■ EXERCISE INPUT:
_ _ _ _ _
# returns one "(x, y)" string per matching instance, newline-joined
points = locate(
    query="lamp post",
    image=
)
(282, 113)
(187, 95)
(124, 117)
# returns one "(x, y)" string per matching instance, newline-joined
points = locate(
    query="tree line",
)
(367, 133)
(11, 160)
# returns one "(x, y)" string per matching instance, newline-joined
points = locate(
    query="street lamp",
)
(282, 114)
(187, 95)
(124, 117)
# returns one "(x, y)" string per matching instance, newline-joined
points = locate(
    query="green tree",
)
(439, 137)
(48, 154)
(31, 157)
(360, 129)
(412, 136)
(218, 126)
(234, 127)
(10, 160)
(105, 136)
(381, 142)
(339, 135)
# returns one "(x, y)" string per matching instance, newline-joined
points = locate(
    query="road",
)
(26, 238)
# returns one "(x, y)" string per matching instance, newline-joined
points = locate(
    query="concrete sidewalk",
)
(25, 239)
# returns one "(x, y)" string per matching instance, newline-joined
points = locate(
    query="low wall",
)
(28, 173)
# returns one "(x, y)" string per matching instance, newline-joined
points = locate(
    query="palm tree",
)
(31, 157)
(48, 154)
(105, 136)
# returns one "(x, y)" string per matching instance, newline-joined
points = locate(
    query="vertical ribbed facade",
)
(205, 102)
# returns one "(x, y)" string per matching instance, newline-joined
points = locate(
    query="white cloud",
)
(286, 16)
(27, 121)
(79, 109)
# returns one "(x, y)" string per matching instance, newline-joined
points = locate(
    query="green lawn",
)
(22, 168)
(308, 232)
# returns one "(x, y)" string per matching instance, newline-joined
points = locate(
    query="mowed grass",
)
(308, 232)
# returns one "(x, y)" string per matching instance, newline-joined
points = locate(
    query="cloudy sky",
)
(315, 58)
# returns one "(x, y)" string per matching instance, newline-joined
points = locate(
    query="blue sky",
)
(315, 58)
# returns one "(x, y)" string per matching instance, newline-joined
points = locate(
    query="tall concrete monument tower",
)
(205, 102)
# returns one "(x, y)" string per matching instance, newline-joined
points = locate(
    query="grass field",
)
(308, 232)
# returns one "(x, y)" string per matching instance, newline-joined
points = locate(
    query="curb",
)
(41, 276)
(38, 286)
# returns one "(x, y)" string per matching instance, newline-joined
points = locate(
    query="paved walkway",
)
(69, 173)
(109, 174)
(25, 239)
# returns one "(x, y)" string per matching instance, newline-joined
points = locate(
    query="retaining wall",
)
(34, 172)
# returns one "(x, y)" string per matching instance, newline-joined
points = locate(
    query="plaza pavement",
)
_ _ _ _ _
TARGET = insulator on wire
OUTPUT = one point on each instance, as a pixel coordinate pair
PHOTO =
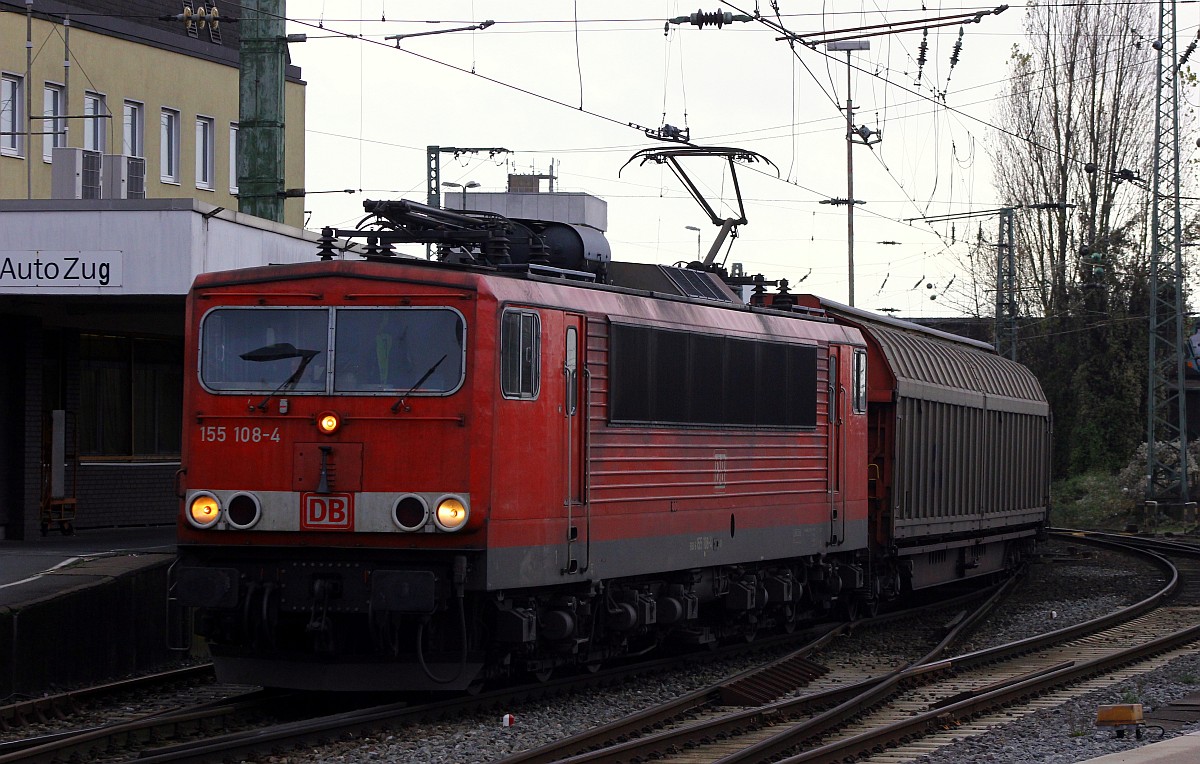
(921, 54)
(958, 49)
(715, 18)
_ _ _ _ _
■ EXERCISE REQUIREMENTS:
Filter the entries above down to the lines that hold the word "wall", and copy those lines.

■ ANSWER SPACE:
    query="low wall",
    query="retaining wall",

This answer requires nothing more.